YOUR INSTRUCTIONS >>
Every line containing the string "below" should be returned from the records.

MATERIAL FOR THIS TASK >>

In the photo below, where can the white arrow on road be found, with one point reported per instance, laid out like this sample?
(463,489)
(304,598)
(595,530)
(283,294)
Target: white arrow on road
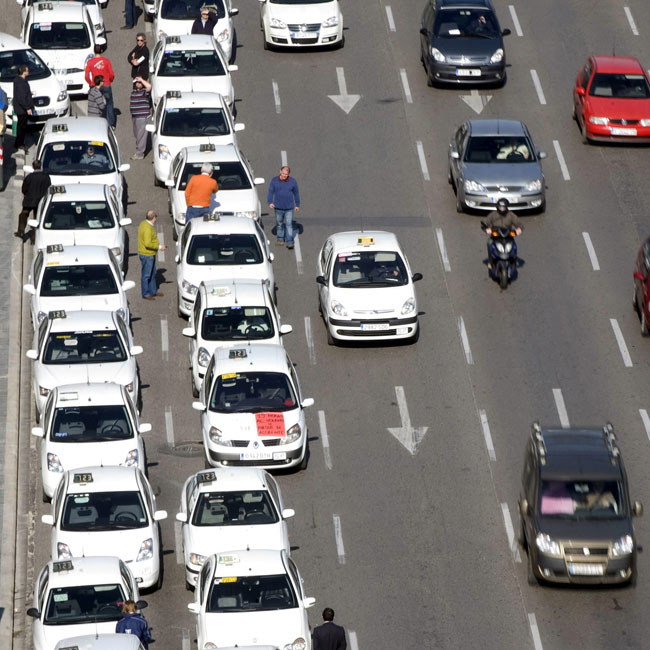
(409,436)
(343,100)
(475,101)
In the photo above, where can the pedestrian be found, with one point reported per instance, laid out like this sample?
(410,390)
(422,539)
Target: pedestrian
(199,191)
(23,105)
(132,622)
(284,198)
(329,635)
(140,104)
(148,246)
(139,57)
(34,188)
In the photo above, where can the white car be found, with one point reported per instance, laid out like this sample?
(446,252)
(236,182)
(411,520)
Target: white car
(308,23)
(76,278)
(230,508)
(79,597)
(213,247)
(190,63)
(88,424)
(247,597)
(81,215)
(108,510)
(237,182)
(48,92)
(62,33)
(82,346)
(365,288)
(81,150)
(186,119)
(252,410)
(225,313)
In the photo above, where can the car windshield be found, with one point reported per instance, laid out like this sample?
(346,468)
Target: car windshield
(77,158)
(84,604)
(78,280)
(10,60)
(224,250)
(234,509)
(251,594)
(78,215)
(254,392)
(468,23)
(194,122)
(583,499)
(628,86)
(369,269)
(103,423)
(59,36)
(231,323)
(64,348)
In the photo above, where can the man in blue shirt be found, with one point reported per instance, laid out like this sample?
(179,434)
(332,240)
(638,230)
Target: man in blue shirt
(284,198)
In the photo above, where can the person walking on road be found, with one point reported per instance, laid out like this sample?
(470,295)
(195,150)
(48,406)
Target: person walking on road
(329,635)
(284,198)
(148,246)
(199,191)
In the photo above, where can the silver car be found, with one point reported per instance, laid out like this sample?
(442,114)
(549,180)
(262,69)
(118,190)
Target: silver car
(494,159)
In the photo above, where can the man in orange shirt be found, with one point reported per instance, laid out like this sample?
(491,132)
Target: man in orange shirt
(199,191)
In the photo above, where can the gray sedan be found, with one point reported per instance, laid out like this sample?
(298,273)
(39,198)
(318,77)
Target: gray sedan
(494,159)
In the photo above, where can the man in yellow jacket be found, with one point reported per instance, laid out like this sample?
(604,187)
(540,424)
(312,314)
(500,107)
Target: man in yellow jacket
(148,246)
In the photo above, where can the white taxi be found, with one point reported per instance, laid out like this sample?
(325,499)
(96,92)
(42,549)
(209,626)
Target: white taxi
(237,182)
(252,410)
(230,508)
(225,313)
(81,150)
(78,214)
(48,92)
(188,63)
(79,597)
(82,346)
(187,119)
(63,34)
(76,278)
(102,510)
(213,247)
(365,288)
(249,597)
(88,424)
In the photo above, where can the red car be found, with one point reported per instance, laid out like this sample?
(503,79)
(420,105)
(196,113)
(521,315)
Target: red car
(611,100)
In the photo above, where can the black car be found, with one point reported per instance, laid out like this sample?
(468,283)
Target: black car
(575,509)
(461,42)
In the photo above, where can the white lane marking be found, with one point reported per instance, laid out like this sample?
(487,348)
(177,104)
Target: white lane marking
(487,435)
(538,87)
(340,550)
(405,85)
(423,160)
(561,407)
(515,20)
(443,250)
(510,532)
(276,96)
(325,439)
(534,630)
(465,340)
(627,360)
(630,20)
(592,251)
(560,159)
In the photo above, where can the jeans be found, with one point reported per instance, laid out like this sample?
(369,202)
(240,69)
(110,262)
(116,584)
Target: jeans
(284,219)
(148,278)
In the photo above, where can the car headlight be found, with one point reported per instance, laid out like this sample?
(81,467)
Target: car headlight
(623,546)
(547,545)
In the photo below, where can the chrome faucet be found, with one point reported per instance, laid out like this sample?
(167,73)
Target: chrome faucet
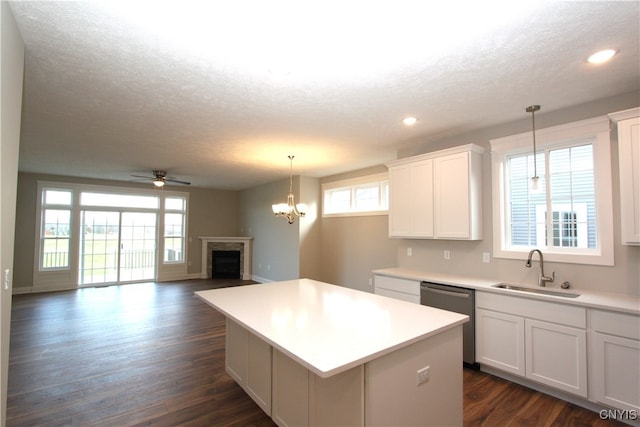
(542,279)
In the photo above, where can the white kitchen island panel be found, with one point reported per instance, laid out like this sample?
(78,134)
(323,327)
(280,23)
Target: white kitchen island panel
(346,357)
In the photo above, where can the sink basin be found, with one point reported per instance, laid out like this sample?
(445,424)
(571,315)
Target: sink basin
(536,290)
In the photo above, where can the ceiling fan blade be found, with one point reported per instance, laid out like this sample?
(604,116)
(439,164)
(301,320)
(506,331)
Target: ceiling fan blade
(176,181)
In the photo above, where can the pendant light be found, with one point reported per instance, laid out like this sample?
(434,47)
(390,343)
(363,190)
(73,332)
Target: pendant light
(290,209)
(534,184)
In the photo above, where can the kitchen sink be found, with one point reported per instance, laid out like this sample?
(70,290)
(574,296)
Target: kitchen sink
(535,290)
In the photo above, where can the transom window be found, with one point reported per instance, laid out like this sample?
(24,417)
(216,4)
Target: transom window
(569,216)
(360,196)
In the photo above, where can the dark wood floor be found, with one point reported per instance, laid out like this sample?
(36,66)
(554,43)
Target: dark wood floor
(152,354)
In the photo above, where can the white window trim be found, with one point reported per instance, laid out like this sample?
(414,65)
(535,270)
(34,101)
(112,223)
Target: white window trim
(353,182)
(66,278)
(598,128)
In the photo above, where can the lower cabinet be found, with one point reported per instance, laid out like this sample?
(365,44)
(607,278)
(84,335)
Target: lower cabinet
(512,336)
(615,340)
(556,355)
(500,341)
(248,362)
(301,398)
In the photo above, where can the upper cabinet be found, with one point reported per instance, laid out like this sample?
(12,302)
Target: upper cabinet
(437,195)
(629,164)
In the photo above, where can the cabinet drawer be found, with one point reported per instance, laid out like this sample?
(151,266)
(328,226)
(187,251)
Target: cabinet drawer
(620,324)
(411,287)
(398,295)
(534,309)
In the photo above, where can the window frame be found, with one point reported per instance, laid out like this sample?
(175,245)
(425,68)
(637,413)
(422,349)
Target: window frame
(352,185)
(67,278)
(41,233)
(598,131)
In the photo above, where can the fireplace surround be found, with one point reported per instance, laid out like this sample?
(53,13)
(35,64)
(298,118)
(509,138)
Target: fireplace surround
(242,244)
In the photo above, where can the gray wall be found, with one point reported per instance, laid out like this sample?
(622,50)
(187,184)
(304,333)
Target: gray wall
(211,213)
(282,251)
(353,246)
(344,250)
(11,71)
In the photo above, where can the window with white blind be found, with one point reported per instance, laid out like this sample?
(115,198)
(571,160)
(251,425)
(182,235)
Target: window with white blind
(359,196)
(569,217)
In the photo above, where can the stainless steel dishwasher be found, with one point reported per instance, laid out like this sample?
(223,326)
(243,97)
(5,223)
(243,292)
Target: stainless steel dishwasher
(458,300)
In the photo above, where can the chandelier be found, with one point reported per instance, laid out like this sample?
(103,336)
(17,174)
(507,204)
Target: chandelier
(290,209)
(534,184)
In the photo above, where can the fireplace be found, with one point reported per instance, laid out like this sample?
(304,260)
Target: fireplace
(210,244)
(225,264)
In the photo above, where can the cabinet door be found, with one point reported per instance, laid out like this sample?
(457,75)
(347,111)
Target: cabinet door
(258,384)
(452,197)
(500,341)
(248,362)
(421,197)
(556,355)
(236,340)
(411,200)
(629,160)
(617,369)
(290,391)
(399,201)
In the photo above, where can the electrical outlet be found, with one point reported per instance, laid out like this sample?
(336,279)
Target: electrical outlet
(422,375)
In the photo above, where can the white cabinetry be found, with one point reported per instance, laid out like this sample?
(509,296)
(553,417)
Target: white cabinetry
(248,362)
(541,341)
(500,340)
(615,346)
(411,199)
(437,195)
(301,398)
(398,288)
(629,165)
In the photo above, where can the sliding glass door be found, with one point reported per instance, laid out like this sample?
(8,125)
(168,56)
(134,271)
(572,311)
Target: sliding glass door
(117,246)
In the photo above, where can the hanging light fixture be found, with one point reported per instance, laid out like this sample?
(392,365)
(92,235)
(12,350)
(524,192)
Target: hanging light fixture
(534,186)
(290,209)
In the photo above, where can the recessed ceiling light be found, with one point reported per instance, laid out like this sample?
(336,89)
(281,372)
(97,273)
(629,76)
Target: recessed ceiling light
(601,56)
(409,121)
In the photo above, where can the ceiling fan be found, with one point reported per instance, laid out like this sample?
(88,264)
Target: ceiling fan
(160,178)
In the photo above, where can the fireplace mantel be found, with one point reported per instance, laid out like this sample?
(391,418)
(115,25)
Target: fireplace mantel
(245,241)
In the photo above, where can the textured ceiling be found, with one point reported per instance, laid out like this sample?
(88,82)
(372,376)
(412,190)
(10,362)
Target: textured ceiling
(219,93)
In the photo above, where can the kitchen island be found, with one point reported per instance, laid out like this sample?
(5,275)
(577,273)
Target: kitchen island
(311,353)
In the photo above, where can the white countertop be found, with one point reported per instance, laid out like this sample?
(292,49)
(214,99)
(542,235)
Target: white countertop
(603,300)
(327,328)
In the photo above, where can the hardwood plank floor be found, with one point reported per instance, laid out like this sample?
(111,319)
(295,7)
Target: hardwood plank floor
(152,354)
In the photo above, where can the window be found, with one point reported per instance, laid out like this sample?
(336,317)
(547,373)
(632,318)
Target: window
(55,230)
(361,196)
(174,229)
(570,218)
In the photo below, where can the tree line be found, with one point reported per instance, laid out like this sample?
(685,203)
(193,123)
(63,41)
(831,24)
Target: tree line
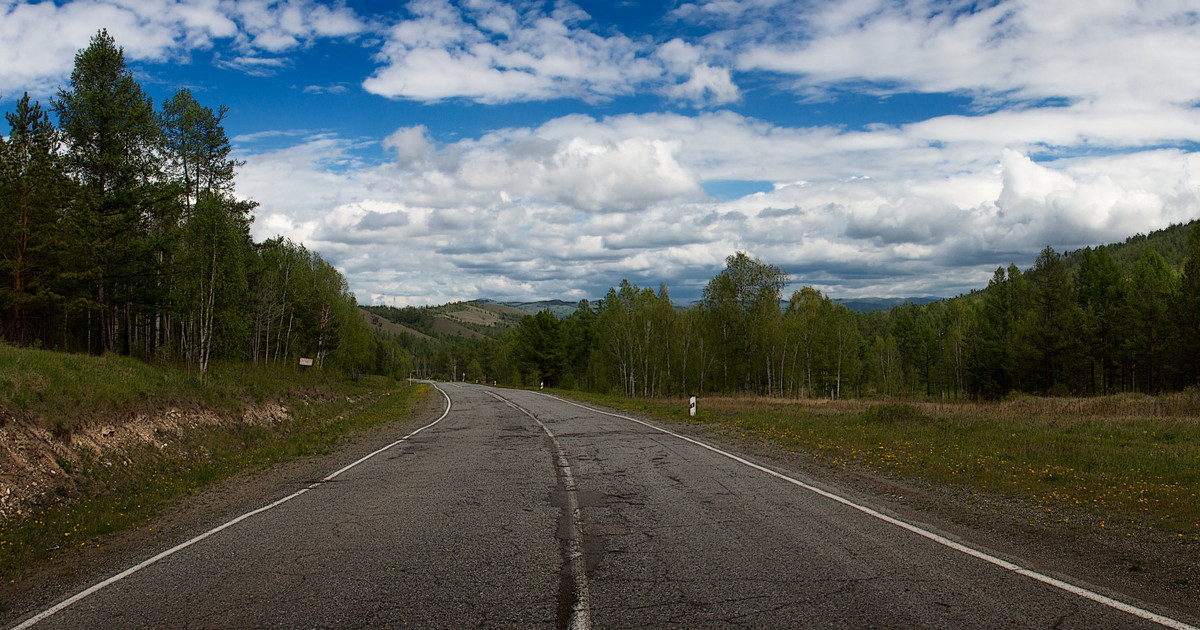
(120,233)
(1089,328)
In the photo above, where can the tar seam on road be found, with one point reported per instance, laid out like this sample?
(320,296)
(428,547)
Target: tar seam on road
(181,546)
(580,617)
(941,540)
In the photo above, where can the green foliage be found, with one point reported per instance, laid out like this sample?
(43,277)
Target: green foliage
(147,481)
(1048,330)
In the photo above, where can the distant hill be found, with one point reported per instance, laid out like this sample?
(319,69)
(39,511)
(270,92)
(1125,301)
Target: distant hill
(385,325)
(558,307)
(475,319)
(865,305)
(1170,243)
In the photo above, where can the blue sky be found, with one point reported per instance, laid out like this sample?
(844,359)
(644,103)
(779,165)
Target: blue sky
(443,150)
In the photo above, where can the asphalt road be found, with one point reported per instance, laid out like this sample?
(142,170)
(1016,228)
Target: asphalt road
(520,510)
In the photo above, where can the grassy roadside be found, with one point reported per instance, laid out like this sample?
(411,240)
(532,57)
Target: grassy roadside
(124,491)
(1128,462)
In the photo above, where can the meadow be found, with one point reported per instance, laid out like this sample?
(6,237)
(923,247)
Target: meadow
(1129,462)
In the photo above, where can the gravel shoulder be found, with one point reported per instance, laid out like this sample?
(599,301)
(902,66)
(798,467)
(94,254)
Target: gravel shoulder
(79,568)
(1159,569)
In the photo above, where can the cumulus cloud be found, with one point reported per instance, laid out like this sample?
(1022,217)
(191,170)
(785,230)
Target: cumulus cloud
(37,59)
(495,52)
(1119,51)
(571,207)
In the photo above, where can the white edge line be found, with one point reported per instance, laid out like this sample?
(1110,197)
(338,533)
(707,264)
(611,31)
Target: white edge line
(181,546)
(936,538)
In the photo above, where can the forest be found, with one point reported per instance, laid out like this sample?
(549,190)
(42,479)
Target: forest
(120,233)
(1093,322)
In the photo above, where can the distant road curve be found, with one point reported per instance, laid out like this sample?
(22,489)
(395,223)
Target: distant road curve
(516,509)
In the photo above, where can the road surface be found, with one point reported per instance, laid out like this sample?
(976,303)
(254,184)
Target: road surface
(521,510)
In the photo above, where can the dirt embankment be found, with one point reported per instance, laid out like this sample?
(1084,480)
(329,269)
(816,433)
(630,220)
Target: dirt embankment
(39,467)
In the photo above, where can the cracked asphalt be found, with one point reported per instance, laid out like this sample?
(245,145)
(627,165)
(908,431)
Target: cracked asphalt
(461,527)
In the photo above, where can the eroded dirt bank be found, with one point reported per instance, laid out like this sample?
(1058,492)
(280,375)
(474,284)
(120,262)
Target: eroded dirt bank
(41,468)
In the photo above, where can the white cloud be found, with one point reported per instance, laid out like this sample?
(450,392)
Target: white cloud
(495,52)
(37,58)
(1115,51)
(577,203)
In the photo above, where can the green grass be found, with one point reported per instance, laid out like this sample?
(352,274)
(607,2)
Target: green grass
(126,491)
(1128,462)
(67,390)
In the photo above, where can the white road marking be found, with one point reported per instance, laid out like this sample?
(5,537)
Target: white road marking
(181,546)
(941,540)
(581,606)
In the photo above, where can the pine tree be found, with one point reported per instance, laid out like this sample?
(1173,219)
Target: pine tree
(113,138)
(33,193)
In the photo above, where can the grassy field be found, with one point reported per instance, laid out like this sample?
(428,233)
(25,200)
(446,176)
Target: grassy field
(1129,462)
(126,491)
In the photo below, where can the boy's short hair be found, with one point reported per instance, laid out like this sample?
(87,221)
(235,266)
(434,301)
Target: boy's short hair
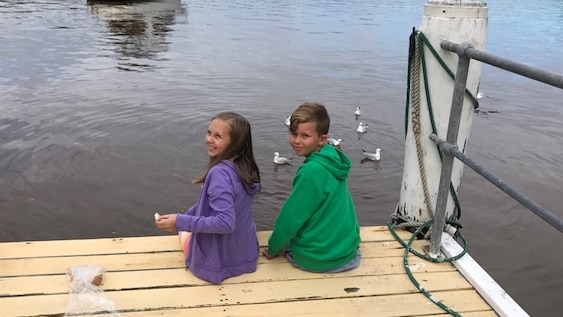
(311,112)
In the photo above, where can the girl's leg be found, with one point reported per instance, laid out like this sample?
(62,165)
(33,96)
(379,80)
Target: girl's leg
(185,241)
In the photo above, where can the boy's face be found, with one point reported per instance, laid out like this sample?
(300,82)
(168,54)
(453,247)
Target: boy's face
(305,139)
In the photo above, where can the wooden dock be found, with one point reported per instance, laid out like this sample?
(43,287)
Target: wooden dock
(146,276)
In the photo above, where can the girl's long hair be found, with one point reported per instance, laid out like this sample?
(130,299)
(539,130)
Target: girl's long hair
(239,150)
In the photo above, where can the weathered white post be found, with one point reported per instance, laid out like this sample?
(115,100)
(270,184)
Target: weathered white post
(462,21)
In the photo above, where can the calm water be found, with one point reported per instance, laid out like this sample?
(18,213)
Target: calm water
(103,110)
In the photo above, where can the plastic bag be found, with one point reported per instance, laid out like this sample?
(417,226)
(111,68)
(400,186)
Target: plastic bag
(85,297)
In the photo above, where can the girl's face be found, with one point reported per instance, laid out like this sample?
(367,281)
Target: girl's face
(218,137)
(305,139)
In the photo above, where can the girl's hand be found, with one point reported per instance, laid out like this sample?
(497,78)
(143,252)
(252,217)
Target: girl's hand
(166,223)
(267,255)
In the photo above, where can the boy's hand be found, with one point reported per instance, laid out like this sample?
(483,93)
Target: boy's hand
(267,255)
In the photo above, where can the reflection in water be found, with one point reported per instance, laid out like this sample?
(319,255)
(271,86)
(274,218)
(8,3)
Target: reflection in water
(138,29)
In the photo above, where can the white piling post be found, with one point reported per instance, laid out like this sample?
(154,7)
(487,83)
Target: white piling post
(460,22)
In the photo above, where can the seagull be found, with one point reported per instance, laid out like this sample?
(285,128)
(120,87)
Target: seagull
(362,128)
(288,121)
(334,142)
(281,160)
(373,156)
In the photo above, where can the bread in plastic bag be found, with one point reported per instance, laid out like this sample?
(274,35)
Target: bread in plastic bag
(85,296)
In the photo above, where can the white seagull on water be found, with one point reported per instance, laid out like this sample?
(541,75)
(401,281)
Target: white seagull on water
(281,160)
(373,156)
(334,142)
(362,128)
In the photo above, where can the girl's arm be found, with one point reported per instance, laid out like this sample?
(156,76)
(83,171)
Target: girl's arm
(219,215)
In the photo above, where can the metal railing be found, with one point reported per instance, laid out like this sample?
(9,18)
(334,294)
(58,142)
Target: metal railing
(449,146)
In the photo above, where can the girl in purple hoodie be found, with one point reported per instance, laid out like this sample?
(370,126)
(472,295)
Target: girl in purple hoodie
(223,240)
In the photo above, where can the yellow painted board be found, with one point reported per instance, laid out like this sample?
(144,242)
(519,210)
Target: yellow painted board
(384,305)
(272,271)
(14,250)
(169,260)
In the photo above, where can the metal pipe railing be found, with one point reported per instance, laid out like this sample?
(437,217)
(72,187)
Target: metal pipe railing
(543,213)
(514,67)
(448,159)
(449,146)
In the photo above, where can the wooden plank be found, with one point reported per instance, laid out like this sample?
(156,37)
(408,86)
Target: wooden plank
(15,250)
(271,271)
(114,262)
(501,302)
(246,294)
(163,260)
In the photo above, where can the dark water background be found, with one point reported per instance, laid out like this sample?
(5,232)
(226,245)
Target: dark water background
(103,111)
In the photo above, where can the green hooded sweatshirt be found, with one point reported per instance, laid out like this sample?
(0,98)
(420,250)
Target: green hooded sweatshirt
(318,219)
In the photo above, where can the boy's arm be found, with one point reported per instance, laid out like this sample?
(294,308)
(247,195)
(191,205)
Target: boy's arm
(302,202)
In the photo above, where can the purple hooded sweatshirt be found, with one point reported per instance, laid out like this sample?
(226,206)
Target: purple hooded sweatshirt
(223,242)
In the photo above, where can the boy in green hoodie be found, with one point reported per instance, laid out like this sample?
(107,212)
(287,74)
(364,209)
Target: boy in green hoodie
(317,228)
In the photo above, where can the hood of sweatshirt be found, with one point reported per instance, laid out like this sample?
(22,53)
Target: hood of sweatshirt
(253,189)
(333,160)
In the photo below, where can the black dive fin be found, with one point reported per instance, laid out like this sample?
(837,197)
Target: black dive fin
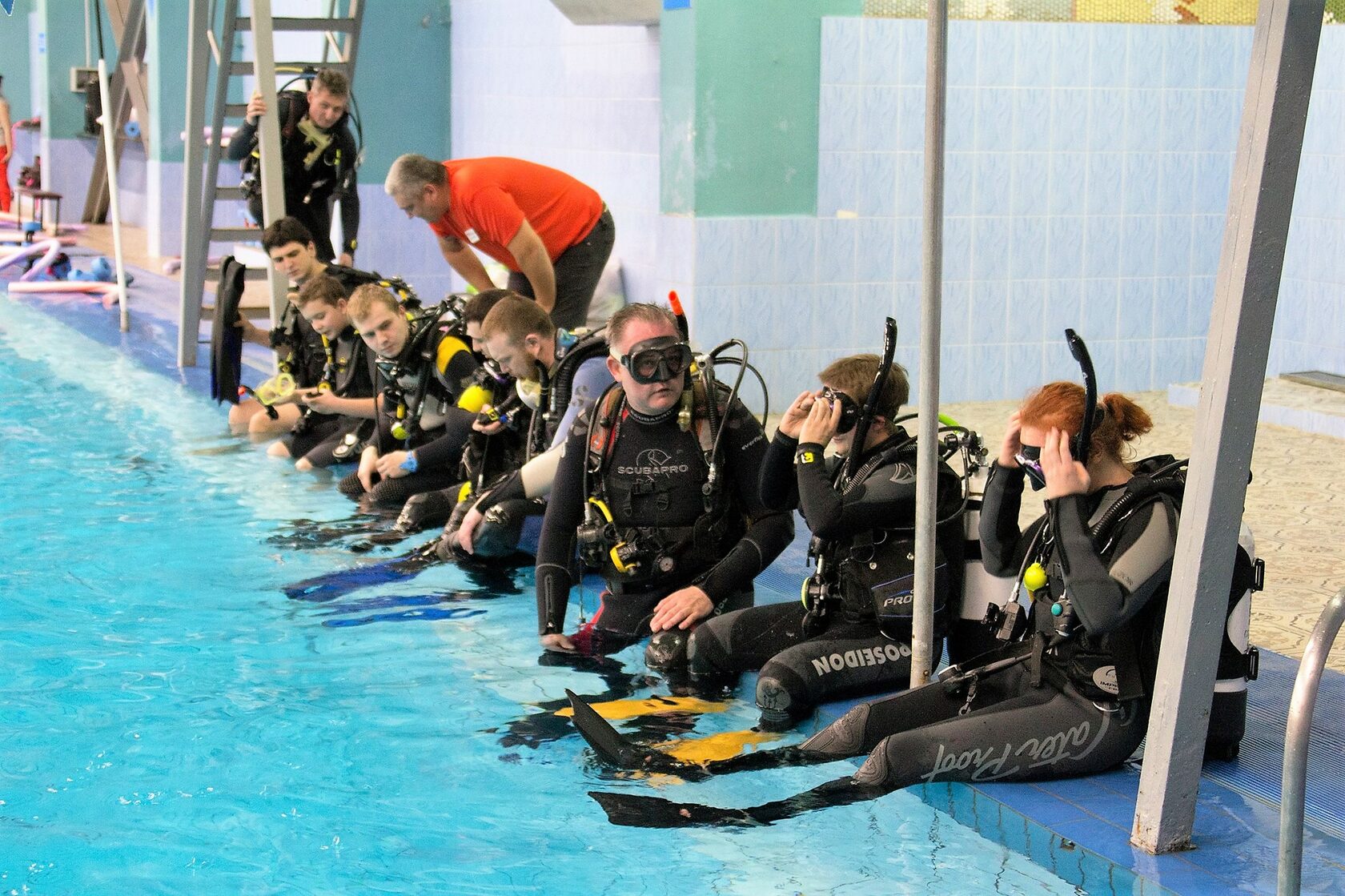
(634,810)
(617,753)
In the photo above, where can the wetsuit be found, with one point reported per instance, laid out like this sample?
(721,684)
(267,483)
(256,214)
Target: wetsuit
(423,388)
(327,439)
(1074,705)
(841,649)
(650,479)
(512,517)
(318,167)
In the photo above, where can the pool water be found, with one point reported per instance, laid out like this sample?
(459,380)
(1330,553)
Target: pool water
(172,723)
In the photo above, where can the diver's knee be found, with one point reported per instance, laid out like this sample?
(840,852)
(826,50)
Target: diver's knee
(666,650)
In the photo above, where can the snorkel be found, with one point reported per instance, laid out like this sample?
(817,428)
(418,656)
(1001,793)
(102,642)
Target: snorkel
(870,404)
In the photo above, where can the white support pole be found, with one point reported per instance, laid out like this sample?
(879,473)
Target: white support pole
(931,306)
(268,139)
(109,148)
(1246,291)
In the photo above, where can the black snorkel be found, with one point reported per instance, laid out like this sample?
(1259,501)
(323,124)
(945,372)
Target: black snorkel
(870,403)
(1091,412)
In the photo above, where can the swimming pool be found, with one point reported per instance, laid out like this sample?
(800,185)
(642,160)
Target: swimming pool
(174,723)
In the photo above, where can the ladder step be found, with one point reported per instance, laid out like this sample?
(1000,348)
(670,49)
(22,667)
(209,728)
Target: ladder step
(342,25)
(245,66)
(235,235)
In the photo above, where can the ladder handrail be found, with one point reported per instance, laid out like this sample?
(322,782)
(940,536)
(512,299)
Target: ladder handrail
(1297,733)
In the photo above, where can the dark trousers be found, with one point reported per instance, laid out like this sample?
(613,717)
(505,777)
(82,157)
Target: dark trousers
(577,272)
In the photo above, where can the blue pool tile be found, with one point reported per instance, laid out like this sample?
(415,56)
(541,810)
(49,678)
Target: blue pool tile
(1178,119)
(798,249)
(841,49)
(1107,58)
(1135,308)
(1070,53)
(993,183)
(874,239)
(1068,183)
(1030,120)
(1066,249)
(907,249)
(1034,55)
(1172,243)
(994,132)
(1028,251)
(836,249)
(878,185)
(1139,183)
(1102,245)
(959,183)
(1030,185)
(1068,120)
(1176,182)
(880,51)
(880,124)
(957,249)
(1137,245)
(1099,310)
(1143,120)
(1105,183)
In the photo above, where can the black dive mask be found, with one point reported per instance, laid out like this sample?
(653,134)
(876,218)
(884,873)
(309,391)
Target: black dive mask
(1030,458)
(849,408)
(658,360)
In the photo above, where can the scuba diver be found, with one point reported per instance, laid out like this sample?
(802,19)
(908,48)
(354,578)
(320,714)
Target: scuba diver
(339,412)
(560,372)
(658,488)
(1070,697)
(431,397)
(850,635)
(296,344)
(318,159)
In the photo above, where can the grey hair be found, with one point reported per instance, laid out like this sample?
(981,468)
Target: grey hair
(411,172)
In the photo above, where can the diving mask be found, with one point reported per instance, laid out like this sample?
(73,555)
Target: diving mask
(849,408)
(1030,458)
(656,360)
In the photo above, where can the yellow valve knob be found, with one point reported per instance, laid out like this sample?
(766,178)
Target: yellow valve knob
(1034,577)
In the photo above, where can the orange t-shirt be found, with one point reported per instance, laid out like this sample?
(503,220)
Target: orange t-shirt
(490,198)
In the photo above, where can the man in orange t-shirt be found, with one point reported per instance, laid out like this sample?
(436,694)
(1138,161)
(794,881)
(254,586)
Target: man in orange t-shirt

RESPONSE >>
In the photo below, where can the white arrow on road be found, with one point reported per instance, laid out like this sample?
In the photo below, where can the chrome faucet be found, with one point reported per instance, laid out like this sample?
In the photo below, where can the tree line be found, with one point reported per instance, laid out like this sample?
In the photo below, where can the boy's short hair be found, with one point reported per instance, laid out like this sample?
In the photo below, where can the black dive fin be found, with one point reported per instance, laid out like this sample?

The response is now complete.